### AIM
Pick out each line of the material that contains the word "pastries" and copy those lines in full.

======== RECORDS PROVIDED ========

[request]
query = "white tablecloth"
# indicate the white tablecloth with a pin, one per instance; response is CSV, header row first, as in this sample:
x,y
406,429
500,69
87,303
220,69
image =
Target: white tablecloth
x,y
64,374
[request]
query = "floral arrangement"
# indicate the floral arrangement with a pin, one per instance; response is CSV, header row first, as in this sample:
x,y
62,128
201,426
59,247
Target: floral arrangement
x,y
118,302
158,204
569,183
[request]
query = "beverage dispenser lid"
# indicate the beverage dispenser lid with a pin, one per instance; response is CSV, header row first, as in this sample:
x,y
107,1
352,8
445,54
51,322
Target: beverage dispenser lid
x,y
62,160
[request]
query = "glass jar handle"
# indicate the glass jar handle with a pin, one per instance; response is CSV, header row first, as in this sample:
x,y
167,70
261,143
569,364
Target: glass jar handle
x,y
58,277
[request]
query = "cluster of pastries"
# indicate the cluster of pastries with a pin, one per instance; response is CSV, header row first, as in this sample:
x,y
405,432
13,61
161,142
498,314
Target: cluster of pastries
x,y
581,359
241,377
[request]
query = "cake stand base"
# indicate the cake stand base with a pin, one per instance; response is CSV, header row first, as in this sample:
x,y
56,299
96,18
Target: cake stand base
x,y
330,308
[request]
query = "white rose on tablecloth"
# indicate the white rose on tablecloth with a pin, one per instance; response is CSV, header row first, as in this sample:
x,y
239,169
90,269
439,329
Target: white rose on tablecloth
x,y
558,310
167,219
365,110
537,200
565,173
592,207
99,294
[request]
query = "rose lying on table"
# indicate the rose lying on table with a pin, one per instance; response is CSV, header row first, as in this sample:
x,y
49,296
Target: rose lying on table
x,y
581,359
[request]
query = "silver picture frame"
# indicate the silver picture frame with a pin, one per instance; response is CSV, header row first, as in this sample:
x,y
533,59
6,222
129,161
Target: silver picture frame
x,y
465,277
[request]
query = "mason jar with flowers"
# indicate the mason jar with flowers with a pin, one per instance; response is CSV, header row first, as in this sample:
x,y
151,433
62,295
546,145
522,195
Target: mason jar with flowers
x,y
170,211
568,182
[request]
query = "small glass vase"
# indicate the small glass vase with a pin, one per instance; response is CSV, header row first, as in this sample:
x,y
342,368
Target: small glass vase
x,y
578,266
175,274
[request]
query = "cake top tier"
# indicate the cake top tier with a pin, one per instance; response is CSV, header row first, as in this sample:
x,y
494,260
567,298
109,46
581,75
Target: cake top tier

========

### FINISHED TASK
query = "cluster of pastries"
# indicate the cluster of pastries with a pin, one per instance; response is CSV, header row first, as in this sample:
Target: cluster of pastries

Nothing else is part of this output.